§ EXERCISE OBJECTIVE: In the answer, each line must appear exactly as in the records, and no picture may appear.

§ AVAILABLE DATA:
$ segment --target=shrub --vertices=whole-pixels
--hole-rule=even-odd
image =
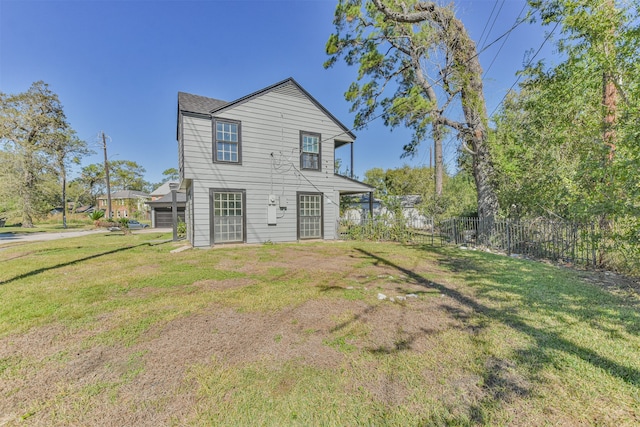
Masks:
[[[100,219],[104,217],[104,211],[93,211],[88,215],[88,217],[91,221],[100,221]]]
[[[184,237],[187,235],[187,224],[183,220],[178,220],[178,236]]]

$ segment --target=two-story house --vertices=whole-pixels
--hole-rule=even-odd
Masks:
[[[173,196],[169,184],[172,183],[165,182],[149,193],[151,200],[147,202],[147,205],[151,208],[151,227],[153,228],[173,226]],[[178,221],[185,220],[184,207],[186,199],[184,191],[178,191],[176,193]]]
[[[334,173],[355,135],[291,78],[232,102],[180,92],[177,128],[194,247],[336,239],[340,195],[373,191]]]
[[[98,196],[98,209],[108,210],[106,195]],[[147,193],[137,190],[123,190],[111,193],[111,218],[149,219],[149,208],[146,202],[150,200]],[[109,215],[106,215],[109,217]]]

§ TASK ANSWER:
$ segment --target=shrub --vertices=whole-pixels
--hole-rule=even-odd
image =
Masks:
[[[100,219],[104,217],[104,211],[93,211],[88,215],[88,217],[91,221],[100,221]]]
[[[184,237],[187,235],[187,224],[183,220],[178,220],[178,236]]]

$ segment --target=two-story house --vertices=whole-pixels
--hole-rule=even-odd
Masks:
[[[173,196],[169,184],[172,183],[165,182],[149,193],[151,200],[147,202],[147,205],[151,208],[151,227],[153,228],[173,226]],[[178,221],[185,220],[184,207],[186,199],[184,191],[178,191],[176,193]]]
[[[334,173],[355,135],[291,78],[232,102],[180,92],[177,128],[194,247],[336,239],[340,195],[373,191]]]
[[[98,196],[98,209],[108,210],[106,195]],[[147,193],[137,190],[123,190],[111,193],[111,218],[149,219],[149,208],[146,202],[150,200]],[[109,215],[106,215],[109,217]]]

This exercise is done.